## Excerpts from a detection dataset
┄┄┄┄┄┄┄┄┄┄┄┄┄┄┄┄┄┄┄┄

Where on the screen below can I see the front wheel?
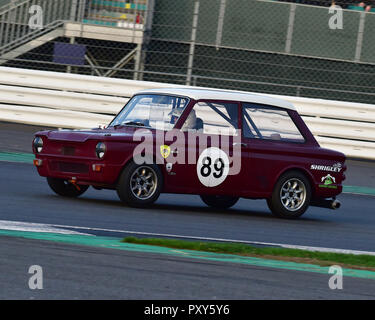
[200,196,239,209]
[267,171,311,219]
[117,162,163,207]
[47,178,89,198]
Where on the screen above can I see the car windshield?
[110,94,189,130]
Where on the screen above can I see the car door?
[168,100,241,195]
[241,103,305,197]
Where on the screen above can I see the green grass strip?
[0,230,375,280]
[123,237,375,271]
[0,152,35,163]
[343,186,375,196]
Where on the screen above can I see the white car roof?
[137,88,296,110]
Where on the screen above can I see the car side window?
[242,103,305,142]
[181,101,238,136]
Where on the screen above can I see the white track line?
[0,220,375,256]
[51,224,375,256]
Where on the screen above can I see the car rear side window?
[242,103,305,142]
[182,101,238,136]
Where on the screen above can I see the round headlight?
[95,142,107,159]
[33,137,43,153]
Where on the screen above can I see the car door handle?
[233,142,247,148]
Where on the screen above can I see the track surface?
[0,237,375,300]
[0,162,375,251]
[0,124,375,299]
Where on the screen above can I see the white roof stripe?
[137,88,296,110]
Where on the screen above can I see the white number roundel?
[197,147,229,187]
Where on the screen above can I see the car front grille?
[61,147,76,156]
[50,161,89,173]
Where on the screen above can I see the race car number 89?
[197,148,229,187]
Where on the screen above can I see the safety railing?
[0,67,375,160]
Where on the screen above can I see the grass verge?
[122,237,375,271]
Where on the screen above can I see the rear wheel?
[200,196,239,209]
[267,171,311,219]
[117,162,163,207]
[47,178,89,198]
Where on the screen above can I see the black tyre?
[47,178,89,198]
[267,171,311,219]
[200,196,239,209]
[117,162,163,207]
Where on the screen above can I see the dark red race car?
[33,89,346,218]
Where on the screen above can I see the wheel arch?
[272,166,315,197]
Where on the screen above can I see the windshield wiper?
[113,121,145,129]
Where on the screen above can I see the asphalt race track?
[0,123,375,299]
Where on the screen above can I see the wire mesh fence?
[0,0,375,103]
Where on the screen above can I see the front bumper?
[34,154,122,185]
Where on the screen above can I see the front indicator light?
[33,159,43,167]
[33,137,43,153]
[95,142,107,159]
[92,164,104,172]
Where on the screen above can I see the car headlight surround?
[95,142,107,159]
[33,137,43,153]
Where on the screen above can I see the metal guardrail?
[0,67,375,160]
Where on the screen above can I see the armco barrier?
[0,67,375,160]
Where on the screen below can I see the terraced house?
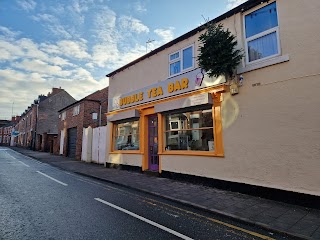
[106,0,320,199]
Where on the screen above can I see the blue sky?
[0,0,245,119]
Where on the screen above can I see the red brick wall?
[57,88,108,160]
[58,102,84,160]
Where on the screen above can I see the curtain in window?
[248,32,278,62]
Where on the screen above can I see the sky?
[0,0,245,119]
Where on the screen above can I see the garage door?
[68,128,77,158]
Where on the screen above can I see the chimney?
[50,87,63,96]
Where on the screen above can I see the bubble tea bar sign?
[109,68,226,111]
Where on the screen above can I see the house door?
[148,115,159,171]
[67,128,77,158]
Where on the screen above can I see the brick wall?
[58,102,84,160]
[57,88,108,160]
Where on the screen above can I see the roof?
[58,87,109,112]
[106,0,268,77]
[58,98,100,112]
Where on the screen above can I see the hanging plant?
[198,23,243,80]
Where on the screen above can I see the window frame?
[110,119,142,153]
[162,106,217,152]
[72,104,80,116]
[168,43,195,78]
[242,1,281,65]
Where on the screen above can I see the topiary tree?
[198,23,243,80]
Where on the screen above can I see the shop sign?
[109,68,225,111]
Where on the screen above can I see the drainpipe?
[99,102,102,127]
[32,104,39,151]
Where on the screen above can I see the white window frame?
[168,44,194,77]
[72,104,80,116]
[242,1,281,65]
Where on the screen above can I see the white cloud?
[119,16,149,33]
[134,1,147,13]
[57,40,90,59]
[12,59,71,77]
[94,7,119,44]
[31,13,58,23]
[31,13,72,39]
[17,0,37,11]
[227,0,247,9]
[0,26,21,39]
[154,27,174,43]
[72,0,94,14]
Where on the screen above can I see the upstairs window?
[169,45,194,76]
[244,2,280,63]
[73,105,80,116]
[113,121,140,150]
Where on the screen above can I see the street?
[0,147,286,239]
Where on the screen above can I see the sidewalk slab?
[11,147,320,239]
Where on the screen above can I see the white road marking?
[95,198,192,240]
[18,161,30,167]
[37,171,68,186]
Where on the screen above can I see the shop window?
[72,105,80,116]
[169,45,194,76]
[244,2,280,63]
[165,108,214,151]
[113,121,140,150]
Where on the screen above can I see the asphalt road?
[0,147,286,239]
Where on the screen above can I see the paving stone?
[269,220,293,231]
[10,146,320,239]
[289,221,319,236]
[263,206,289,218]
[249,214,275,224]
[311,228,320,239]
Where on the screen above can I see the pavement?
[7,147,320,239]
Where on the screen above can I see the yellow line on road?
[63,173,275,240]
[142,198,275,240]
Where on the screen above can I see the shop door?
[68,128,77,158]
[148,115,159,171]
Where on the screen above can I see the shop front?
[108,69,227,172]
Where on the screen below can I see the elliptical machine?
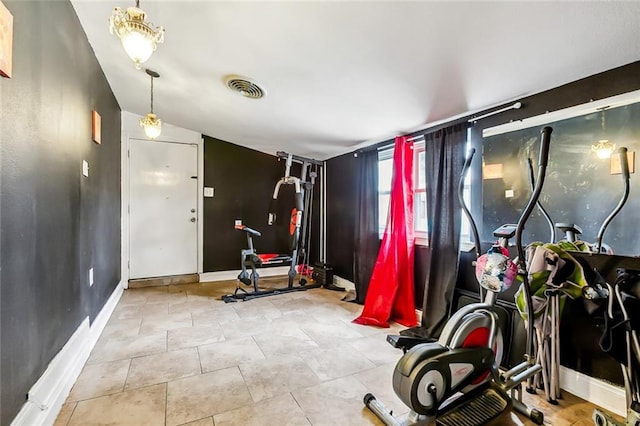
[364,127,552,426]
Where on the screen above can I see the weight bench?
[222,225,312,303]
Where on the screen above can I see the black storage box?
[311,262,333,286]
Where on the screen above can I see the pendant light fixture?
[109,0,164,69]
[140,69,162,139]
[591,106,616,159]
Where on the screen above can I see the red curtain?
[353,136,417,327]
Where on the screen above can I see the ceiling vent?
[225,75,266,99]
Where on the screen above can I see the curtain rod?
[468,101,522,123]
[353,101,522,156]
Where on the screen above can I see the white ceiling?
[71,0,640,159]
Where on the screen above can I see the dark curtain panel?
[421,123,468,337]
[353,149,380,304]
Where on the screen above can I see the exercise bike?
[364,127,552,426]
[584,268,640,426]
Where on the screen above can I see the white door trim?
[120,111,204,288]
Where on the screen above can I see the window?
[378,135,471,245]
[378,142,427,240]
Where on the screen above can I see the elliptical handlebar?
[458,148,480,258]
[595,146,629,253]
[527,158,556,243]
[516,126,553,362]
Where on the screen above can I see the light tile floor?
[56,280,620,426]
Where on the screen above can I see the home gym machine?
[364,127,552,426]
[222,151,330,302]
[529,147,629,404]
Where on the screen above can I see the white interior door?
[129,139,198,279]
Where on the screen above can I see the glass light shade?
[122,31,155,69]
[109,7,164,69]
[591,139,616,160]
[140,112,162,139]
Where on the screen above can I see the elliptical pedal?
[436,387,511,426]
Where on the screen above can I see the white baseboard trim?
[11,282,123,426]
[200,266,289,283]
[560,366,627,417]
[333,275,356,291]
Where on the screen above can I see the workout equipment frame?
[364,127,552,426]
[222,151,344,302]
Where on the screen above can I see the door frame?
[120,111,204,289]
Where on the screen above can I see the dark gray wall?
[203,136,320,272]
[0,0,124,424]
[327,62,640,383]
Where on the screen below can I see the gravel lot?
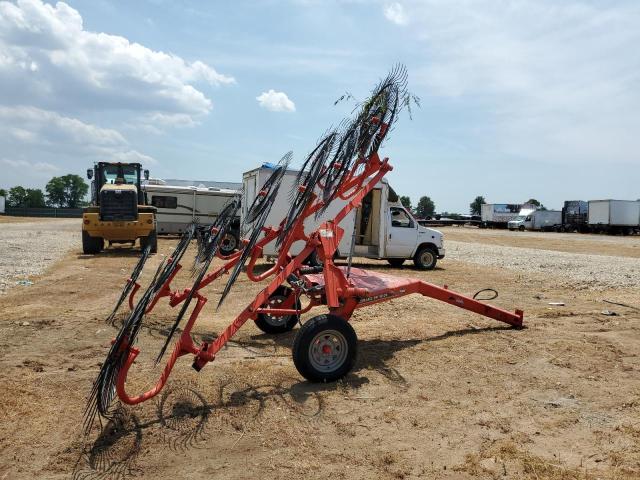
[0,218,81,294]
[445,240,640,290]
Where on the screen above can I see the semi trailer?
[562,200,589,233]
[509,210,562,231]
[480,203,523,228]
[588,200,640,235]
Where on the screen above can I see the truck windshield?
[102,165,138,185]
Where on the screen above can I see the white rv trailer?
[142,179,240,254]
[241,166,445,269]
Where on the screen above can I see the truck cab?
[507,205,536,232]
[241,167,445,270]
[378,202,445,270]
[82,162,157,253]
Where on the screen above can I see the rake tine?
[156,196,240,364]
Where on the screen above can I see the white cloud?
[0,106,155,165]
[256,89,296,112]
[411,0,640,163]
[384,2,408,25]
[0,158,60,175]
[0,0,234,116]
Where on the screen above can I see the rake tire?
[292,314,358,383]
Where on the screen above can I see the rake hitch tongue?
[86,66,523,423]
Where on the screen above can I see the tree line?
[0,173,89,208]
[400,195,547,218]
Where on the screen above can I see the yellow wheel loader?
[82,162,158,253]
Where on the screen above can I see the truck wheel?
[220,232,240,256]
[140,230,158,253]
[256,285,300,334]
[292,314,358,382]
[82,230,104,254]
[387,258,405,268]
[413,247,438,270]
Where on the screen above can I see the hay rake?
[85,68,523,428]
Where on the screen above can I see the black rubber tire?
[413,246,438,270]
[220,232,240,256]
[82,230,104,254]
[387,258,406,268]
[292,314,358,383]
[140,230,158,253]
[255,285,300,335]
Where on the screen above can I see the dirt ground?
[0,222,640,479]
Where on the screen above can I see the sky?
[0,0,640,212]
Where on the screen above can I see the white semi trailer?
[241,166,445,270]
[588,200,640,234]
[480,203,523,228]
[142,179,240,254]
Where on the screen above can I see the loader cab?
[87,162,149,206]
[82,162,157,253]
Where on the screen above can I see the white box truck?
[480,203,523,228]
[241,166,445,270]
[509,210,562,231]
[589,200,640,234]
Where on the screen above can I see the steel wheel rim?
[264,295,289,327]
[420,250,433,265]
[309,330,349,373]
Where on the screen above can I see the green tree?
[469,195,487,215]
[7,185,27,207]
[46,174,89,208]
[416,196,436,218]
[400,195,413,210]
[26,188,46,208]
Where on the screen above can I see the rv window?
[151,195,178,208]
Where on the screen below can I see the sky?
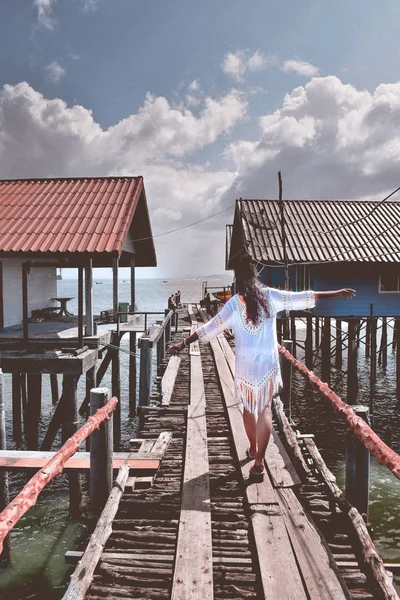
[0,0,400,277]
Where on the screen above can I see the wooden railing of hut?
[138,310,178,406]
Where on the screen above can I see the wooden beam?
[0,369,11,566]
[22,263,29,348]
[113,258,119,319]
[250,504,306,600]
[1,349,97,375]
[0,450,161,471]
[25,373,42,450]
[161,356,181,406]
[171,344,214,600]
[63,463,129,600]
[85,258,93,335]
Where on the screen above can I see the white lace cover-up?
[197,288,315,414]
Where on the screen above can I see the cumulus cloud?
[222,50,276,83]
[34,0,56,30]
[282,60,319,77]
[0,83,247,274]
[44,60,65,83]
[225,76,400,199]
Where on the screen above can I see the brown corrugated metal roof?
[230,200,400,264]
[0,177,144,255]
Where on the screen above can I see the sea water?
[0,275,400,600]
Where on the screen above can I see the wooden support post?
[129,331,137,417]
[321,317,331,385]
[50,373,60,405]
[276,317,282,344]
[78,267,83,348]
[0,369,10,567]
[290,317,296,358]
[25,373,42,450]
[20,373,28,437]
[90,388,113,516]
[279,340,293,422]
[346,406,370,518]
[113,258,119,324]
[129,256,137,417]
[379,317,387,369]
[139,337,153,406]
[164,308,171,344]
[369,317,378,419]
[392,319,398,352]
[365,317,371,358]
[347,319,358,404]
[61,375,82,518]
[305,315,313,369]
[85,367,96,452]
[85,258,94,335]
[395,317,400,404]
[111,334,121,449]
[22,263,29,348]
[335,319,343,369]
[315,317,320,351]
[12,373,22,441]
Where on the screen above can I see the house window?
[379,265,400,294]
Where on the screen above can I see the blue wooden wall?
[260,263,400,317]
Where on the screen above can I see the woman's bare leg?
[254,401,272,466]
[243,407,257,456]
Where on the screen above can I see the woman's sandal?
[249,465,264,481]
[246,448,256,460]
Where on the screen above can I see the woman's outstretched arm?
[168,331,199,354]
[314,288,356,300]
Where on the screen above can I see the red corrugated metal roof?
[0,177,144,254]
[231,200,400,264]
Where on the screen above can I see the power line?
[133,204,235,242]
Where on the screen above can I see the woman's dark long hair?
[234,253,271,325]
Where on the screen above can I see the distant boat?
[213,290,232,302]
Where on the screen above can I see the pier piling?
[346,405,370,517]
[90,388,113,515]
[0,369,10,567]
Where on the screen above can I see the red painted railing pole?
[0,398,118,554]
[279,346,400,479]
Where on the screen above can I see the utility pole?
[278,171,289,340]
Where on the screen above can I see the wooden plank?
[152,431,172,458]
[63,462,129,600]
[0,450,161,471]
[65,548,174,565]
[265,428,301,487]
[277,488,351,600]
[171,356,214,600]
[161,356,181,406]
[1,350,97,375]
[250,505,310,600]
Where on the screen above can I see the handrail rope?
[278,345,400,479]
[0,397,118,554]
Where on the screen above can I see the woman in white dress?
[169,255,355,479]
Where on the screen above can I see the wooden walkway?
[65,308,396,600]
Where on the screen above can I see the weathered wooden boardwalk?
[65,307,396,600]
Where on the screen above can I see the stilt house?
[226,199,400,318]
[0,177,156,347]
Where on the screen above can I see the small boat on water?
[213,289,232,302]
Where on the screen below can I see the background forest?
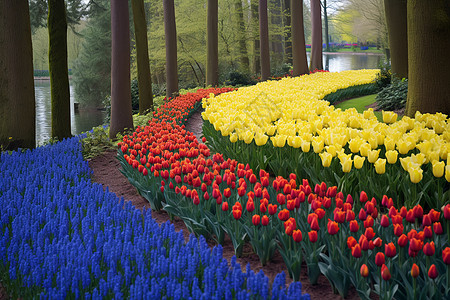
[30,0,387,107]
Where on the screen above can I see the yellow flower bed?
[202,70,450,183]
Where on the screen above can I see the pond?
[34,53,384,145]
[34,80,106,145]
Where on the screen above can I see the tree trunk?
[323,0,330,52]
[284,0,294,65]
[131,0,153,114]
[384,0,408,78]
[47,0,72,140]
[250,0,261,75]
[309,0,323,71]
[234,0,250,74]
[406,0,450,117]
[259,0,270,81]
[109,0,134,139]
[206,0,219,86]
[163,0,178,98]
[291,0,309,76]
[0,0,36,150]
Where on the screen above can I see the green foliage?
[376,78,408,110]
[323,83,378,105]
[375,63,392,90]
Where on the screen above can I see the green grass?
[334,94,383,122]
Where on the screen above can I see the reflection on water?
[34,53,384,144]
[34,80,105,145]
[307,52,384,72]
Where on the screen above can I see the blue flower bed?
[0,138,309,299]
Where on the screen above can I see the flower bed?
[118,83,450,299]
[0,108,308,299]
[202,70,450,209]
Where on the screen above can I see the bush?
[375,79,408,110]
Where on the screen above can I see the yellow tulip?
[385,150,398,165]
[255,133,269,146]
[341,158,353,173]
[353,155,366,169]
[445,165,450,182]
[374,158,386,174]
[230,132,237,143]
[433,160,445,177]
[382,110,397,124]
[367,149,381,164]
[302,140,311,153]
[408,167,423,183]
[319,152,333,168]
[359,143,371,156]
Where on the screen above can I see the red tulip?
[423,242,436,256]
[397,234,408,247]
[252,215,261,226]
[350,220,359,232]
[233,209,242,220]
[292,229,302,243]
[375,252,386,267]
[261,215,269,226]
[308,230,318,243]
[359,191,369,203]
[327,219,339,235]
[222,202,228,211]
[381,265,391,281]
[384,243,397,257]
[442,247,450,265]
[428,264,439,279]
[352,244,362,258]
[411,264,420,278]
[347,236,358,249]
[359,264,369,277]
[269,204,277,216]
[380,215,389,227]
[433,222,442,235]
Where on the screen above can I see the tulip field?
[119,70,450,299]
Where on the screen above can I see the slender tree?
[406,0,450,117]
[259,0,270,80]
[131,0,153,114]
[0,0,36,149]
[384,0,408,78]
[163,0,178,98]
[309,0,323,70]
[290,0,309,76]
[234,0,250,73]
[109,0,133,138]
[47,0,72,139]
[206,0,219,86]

┄┄┄┄┄┄┄┄┄┄┄┄┄┄┄┄┄┄┄┄

## AIM
Find each line in the material above that contains the word "windshield", and copy those lines out. Only an exact match in upper and lower case counts.

## SOLUTION TO THE PROBLEM
Where on the screen above can I see the car windshield?
Where on the screen above can I see the windshield wiper?
Where on the screen above can I see the truck windshield?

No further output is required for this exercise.